Provided text
ALEPPO: An operation to evacuate thousands of civilians and fighters from the last rebel bastion in Aleppo began on Thursday, part of a ceasefire deal that would end years of fighting for the city and mark a major victory for Syrian President Bashar al Assad.


A convoy of ambulances and buses with nearly 1,000 people aboard drove out of the devastated rebel-held area of Aleppo, which was besieged and bombarded for months by Syrian government forces.


Women cried out in celebration as the buses passed through a government-held area, and some waved the Syrian flag. An elderly woman, who had gathered with others in a government area to watch the convoy set off, raised her hands to the sky, saying: “God save us from this crisis, and from the (militants). They brought us only destruction.”

Raw records

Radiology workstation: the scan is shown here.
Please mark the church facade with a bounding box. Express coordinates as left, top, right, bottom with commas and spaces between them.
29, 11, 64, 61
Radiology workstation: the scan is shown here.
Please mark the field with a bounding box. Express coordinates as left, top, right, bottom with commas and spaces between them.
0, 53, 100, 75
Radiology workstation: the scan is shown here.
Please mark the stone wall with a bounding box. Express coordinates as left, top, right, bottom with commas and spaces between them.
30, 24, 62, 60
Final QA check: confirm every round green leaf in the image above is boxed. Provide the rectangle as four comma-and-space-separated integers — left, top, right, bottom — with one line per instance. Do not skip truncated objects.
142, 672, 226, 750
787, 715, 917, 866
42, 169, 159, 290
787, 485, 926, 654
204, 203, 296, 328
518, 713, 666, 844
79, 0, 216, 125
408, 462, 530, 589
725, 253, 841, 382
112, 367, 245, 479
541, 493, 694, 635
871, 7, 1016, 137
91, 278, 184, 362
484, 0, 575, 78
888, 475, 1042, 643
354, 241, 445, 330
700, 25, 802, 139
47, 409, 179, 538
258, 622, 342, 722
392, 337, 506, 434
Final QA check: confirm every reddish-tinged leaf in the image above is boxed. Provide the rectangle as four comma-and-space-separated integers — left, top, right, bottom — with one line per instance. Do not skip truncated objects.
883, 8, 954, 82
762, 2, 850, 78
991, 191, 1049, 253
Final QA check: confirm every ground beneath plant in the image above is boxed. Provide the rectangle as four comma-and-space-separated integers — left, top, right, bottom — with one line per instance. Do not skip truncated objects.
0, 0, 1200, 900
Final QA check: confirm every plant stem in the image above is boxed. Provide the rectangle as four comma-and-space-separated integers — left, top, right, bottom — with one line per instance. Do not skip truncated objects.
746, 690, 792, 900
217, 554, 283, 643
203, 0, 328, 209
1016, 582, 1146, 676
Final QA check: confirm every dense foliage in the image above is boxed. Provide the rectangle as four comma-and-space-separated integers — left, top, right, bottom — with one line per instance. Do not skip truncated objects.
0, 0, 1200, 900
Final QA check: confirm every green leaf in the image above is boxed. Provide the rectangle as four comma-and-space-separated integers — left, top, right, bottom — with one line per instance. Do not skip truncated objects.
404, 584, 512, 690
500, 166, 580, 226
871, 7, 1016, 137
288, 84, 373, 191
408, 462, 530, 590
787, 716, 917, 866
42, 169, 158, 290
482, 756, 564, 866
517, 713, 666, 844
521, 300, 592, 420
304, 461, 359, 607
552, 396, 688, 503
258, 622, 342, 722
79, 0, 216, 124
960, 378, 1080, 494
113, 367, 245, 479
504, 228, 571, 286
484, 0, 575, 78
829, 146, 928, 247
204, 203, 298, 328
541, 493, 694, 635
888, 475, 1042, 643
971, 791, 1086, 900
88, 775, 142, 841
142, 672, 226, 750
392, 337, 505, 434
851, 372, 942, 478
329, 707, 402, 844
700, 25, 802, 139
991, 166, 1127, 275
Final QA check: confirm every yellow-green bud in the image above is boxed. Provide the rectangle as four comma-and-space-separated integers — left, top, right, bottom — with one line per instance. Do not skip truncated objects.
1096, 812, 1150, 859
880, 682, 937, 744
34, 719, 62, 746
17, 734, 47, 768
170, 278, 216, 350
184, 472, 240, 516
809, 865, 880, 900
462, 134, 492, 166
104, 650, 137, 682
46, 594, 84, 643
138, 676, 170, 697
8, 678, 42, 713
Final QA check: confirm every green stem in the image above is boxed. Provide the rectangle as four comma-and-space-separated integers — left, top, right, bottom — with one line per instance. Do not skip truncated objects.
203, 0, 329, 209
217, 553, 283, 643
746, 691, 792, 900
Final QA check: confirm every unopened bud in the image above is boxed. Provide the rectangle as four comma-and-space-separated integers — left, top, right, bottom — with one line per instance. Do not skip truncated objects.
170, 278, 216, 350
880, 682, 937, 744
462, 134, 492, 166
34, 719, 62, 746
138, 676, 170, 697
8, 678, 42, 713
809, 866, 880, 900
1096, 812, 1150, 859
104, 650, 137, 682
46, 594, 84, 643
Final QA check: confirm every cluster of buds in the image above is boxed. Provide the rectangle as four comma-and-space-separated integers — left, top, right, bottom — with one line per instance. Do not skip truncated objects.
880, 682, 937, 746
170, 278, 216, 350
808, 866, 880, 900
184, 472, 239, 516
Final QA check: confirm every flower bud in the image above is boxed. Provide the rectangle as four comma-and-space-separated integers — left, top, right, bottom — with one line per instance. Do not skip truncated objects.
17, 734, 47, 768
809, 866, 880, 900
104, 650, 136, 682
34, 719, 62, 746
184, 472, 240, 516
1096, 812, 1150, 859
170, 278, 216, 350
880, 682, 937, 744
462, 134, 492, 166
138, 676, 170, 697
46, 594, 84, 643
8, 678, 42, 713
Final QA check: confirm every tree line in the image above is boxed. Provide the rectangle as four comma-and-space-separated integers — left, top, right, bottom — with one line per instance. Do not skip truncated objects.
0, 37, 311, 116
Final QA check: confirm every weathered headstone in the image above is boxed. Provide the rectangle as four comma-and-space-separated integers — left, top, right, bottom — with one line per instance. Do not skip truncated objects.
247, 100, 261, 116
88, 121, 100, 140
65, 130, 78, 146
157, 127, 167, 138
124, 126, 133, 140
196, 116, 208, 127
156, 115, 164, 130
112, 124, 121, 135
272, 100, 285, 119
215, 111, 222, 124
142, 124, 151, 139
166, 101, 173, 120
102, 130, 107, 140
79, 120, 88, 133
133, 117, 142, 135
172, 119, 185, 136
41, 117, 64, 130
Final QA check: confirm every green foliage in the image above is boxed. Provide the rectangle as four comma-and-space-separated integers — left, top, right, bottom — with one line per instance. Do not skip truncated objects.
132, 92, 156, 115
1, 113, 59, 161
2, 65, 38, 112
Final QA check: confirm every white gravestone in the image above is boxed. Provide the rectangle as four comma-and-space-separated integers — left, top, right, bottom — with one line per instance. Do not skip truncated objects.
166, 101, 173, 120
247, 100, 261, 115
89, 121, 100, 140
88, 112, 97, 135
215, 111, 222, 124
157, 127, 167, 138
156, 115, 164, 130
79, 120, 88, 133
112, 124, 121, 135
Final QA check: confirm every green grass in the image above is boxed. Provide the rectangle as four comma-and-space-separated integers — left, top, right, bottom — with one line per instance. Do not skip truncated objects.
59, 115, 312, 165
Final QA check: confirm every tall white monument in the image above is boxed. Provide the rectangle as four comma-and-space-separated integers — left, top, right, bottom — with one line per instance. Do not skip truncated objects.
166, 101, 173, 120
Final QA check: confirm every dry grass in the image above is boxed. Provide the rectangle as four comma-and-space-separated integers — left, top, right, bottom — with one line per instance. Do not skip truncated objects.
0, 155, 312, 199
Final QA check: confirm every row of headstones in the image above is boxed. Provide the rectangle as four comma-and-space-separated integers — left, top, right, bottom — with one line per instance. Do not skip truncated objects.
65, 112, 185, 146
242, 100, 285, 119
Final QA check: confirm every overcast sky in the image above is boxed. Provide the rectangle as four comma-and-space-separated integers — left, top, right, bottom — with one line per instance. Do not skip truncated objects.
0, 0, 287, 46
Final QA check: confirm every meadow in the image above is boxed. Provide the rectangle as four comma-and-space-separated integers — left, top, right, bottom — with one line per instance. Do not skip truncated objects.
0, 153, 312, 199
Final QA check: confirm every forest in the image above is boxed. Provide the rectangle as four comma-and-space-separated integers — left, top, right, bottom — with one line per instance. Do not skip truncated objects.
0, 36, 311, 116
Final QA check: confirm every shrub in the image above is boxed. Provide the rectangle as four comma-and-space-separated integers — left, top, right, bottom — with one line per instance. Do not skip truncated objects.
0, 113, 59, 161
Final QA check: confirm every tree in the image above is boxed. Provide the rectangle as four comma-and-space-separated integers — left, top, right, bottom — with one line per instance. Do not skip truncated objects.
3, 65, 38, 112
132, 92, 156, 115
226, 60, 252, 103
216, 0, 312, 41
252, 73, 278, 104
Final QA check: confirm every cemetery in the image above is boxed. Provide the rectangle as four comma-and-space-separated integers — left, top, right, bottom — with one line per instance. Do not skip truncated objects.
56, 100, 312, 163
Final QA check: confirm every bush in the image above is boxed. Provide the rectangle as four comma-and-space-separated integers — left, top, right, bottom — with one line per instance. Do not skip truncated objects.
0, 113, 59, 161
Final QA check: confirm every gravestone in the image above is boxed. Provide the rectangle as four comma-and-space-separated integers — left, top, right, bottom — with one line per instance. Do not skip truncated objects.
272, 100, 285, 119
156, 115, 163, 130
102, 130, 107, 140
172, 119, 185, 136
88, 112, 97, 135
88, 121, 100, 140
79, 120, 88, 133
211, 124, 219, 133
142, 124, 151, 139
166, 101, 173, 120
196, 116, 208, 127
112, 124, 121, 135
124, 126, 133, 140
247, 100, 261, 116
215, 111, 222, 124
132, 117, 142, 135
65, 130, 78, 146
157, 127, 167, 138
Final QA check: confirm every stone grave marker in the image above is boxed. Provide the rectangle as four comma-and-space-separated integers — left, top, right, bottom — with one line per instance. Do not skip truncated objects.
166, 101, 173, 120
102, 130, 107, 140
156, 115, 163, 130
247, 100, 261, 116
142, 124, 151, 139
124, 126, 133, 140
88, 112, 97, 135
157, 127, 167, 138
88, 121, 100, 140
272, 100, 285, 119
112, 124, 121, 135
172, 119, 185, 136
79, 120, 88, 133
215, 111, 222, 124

Objective 1
From the Aleppo report, list each action the elderly woman is described as taking.
Objective 2
Put this sentence from the Aleppo report into Spanish: "A convoy of ambulances and buses with nearly 1,000 people aboard drove out of the devastated rebel-held area of Aleppo, which was besieged and bombarded for months by Syrian government forces."
Objective 3
Quote the Aleppo report word for word, starting with "A convoy of" and going on through "Syrian government forces.".

Exercise solution 1
- Gathered with others in a government area to watch the convoy set off
- Raised her hands to the sky
- Said: "God save us from this crisis, and from the (militants). They brought us only destruction."

Exercise solution 2
Un convoy de ambulancias y autobuses con casi 1.000 personas a bordo salió de la devastada zona de Alepo en manos de los rebeldes, que fue sitiada y bombardeada durante meses por las fuerzas del gobierno sirio.

Exercise solution 3
A convoy of ambulances and buses with nearly 1,000 people aboard drove out of the devastated rebel-held area of Aleppo, which was besieged and bombarded for months by Syrian government forces.